From 80acfeebe7e7c21c113f24dbbb4d6ba9e34971b5 Mon Sep 17 00:00:00 2001
From: Lenz Fiedler <l.fiedler@hzdr.de>
Date: Mon, 9 Dec 2024 14:04:47 +0100
Subject: [PATCH 37/51] Added documentation

---
 doc/src/compute_gaussian_grid_local.rst | 99 +++++++++++++++++++++++++
 doc/src/compute_sna_atom.rst            |  9 ++-
 2 files changed, 107 insertions(+), 1 deletion(-)
 create mode 100644 doc/src/compute_gaussian_grid_local.rst

diff --git a/doc/src/compute_gaussian_grid_local.rst b/doc/src/compute_gaussian_grid_local.rst
new file mode 100644
index 0000000000..24f41586d1
--- /dev/null
+++ b/doc/src/compute_gaussian_grid_local.rst
@@ -0,0 +1,99 @@
+.. index:: compute sna/atom
+.. index:: compute snad/atom
+.. index:: compute snav/atom
+.. index:: compute snap
+.. index:: compute sna/grid
+.. index:: compute sna/grid/local
+
+
+compute gaussian/grid/local command
+===================================
+
+compute gaussian/grid/local/kk command
+======================================
+
+Syntax
+""""""
+
+.. code-block:: LAMMPS
+
+   compute ID group-ID gaussian/grid nx ny nz rcutfac R_1 R_2 ...  R_1 R_2 ... sigma_1 sigma_2
+   compute ID group-ID gaussian/grid/local nx ny nz rcutfac  R_1 R_2 ... sigma_1 sigma_2
+
+* ID, group-ID are documented in :doc:`compute <compute>` command
+* sna/atom = style name of this compute command
+* rcutfac = scale factor applied to all cutoff radii (positive real)
+* sigma_1, sigma_2,... = Gaussian broadening, one for each type (positive real)
+* R_1, R_2,... = list of cutoff radii, one for each type (distance units)
+* nx, ny, nz = number of grid points in x, y, and z directions (positive integer)
+
+Examples
+""""""""
+
+.. code-block:: LAMMPS
+
+    compute ggrid all gaussian/grid/local  grid 40 40 40  4.0  0.5 0.5  0.4 0.4
+
+Description
+"""""""""""

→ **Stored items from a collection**
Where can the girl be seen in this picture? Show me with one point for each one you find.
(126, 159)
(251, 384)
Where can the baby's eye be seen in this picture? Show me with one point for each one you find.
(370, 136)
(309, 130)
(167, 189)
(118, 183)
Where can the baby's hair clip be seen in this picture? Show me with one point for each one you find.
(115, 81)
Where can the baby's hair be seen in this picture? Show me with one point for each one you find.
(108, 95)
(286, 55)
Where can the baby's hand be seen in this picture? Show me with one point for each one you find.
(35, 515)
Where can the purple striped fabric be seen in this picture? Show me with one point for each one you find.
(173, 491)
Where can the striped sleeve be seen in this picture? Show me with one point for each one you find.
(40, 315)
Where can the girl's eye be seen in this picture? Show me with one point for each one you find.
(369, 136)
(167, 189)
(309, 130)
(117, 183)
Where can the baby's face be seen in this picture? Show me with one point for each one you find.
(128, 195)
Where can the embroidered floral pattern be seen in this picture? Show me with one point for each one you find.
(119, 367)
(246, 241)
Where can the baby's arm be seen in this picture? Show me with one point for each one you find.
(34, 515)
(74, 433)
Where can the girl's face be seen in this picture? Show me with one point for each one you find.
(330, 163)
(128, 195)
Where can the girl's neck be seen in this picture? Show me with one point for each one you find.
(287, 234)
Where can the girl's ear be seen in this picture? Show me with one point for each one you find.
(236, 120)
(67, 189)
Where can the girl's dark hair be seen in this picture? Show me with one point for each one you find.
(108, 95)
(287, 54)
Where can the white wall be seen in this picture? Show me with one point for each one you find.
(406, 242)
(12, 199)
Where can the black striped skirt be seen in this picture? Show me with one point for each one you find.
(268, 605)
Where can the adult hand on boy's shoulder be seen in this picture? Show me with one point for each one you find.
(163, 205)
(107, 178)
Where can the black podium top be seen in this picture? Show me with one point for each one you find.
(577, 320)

→ **Set task 1**
Rescale every line of the records from the one containing "Where can the baby's face" down to the end of the records, both ends included. Restate each request unchanged, but multiply every coordinate in the answers by 0.85 and round to whole numbers, with halves rounded up.
→ **Set task 2**
Continue the documentation patch for the compute gaussian/grid/local command from where it stops.

→ **Result 1**
Where can the baby's face be seen in this picture? Show me with one point for each one you find.
(109, 166)
Where can the embroidered floral pattern be seen in this picture? Show me with one point for each one you find.
(101, 312)
(209, 205)
Where can the baby's arm be seen in this picture? Show me with one point for each one you find.
(29, 438)
(63, 368)
Where can the girl's face be seen in this picture? Show me with one point for each one you find.
(281, 139)
(109, 166)
Where can the girl's neck be seen in this picture? Show me with one point for each one you find.
(244, 199)
Where can the girl's ear be seen in this picture? Show me with one point for each one you find.
(201, 102)
(57, 161)
Where can the girl's dark hair be seen in this picture? Show me with one point for each one you find.
(92, 81)
(244, 46)
Where can the white wall be seen in this picture? Show me with one point for each one you find.
(345, 206)
(10, 169)
Where can the black striped skirt be seen in this picture? Show me with one point for each one you find.
(228, 514)
Where can the adult hand on boy's shoulder be seen in this picture? Show me with one point for each one you find.
(139, 174)
(91, 151)
Where can the black podium top be seen in this picture? Show me with one point for each one you find.
(490, 272)

→ **Result 2**
+
+Define a computation that calculates a Gaussian representation of the ionic
+structure. This representation is used for the efficient evaluation
+of quantities related to the structure factor in a grid-based workflow,
+such as the ML-DFT workflow MALA :ref:`(Ellis)) <Ellis2021>`, for which it was originally
+implemented. Usage of the workflow is described in a separate publication :ref:`(Fiedler) <Fiedler2023>`.
+
+For each atomic species, a separate sum of Gaussians is calculated, using
+a separate Gaussian broadening per species. The computation
+is always performed on the numerical grid, no atom-based version of this
+compute exists. The Gaussian representation can only be executed in a local
+fashion, thus the output array only contains  rows for grid points
+that are local to the processor subdomain. The layout of the grid is the same
+as for the see :doc:`sna/grid/local <compute_sna_atom>` command.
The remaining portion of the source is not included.